Problem to work on:
Please output the data below without any change, starting at its first line and stopping after the line that contains "rough mask: <svg".

── Supplied data ──

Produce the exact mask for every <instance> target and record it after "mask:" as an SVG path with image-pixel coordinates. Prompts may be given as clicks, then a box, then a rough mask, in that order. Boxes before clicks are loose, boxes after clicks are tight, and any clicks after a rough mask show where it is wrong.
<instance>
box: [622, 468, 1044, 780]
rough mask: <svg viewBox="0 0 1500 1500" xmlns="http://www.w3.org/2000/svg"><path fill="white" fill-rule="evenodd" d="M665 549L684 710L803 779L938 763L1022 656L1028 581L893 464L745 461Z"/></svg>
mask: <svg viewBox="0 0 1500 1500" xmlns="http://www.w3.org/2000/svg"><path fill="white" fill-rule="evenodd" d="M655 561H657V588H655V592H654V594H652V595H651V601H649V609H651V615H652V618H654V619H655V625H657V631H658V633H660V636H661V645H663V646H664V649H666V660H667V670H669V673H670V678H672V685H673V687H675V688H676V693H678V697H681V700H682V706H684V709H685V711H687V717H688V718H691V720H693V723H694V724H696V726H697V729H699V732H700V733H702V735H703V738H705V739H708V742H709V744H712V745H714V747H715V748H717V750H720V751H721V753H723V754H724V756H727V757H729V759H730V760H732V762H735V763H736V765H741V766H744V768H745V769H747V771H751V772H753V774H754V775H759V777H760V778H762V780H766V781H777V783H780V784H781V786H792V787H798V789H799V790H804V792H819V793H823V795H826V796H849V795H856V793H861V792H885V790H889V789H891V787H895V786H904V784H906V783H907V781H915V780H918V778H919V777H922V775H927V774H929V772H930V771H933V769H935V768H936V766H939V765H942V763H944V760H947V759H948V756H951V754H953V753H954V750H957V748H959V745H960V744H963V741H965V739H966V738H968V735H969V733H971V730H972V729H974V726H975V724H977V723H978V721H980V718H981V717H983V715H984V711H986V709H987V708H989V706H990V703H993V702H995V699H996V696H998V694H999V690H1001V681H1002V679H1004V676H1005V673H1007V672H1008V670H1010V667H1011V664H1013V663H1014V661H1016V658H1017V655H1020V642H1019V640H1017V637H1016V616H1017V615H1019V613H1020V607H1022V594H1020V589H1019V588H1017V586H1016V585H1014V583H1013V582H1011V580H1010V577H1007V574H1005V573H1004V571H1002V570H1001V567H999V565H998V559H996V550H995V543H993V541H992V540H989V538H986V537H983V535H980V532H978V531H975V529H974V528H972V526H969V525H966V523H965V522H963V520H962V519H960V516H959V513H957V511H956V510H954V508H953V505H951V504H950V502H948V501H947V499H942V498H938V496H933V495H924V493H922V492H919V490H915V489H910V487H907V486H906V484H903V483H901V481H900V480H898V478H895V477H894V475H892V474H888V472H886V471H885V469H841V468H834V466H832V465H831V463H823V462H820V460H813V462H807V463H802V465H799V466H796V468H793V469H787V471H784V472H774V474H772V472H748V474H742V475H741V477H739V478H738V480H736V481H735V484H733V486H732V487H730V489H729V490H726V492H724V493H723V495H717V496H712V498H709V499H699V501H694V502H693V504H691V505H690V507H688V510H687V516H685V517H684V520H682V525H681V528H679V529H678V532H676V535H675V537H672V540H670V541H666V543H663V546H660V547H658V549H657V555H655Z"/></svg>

───

Exercise solution:
Produce the exact mask for every <instance> target and record it after "mask:" as an SVG path with image-pixel coordinates. Prompts may be given as clicks, then a box, then a rough mask, in that order. Boxes before clicks are loose, boxes after clicks are tight, and any clicks after a rough mask show where it is wrong.
<instance>
box: [622, 468, 1044, 780]
rough mask: <svg viewBox="0 0 1500 1500" xmlns="http://www.w3.org/2000/svg"><path fill="white" fill-rule="evenodd" d="M665 549L684 710L803 779L938 763L1022 656L1028 581L893 464L745 461Z"/></svg>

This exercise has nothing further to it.